> _To be done_
Please copy out the lines below word for word, starting at the line that contains "in logo in the photo above." and continuing through the last line.

> _Records for the exercise_
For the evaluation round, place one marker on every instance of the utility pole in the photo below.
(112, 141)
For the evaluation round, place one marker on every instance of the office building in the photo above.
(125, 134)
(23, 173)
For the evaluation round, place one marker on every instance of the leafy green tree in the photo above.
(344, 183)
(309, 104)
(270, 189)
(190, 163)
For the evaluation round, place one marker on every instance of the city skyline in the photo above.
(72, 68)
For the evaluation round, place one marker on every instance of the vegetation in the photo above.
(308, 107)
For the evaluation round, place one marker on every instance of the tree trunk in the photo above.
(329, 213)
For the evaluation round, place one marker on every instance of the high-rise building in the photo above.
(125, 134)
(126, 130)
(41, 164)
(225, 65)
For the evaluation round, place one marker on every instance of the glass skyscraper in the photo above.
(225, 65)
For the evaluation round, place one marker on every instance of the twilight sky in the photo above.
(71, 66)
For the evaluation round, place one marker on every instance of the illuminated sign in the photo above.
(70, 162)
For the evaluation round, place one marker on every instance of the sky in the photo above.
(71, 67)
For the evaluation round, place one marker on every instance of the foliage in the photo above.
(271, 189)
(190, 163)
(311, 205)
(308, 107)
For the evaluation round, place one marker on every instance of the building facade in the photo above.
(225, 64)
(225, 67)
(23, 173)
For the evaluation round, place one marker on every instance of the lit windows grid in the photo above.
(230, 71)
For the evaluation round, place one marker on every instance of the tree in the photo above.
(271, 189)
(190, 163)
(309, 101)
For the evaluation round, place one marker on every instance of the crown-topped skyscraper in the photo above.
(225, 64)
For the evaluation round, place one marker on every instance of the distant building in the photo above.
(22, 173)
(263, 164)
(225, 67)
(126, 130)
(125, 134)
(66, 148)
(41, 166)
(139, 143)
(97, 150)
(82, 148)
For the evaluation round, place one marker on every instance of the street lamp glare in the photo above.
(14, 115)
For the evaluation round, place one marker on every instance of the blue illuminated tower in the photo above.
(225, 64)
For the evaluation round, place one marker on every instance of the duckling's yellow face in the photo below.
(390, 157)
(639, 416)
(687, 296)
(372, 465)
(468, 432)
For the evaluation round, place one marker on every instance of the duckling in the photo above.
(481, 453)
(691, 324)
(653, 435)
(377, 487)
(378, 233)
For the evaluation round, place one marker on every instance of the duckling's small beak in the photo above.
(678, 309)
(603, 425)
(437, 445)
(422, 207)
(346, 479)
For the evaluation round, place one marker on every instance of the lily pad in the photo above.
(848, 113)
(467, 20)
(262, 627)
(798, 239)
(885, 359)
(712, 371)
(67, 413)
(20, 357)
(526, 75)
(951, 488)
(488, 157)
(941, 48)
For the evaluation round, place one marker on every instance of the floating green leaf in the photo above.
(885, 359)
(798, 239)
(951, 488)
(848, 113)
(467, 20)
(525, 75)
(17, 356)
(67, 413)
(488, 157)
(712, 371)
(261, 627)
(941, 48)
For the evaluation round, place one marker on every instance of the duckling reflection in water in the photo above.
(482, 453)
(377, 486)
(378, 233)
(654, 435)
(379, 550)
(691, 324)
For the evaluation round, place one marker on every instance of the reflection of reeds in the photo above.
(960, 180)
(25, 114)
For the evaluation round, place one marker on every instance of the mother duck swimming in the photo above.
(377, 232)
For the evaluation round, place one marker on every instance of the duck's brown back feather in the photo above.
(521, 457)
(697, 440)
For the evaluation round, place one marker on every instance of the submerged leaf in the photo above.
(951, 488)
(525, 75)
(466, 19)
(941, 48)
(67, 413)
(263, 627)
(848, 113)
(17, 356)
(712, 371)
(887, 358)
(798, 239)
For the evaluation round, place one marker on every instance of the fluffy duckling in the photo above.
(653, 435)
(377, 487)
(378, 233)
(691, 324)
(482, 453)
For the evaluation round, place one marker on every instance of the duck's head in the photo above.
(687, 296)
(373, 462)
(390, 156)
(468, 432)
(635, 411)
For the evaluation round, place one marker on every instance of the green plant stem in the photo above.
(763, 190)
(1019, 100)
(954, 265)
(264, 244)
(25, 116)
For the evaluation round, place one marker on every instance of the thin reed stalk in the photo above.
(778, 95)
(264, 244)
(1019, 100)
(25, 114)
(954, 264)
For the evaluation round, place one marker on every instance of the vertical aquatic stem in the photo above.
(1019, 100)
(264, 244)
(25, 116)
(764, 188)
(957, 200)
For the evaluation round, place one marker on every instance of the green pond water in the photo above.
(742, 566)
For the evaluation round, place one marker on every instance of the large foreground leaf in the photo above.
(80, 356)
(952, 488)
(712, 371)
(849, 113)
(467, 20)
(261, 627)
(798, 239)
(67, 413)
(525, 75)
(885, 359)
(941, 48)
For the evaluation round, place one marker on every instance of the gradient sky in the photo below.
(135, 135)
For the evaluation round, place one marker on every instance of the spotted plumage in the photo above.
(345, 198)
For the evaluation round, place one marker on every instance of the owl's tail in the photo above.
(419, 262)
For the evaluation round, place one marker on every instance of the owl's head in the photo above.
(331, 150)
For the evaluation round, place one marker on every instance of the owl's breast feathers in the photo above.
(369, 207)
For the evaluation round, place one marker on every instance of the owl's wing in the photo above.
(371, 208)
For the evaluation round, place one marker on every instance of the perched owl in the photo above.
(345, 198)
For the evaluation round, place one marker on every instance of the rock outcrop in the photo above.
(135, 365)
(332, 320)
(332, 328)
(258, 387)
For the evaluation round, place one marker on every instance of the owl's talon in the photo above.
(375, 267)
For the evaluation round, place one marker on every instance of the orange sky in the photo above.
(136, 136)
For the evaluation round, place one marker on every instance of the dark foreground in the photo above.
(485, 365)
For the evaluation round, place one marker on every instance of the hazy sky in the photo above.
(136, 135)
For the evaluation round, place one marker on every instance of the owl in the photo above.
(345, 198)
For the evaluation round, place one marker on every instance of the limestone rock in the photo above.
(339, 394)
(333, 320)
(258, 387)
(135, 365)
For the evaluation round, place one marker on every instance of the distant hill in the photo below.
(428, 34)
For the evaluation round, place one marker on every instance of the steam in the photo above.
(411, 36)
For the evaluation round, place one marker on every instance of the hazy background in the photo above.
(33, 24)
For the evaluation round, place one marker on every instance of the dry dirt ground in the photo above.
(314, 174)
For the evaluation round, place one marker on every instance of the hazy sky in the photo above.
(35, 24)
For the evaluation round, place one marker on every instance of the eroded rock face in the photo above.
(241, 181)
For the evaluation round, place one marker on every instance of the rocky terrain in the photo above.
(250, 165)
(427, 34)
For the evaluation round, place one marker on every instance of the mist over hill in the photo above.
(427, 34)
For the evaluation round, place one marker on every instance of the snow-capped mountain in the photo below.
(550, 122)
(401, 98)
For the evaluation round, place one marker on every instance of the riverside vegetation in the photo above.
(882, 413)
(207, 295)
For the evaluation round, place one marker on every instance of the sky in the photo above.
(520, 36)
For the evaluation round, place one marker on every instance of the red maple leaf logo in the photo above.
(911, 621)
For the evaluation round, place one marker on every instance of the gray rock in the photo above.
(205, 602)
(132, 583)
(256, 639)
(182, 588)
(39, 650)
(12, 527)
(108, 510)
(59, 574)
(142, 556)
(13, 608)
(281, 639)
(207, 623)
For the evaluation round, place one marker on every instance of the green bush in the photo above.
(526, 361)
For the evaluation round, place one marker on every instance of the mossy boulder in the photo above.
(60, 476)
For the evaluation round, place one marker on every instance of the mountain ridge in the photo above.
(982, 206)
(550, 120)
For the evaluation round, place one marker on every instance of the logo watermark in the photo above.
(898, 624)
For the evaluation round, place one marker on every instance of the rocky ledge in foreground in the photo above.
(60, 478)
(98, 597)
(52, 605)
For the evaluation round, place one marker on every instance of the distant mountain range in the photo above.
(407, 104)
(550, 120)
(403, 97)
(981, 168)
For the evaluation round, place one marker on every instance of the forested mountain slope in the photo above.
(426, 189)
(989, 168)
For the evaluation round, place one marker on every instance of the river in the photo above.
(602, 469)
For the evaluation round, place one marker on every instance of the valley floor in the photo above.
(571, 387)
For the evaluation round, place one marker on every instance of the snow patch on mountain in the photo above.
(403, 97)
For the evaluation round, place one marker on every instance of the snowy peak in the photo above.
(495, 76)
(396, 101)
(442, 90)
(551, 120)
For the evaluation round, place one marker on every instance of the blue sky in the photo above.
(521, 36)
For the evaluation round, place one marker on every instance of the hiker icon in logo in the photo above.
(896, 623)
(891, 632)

> _Final answer_
For the evaluation round, place one marker on every instance of the hiker icon in logo in the photo above.
(896, 623)
(891, 632)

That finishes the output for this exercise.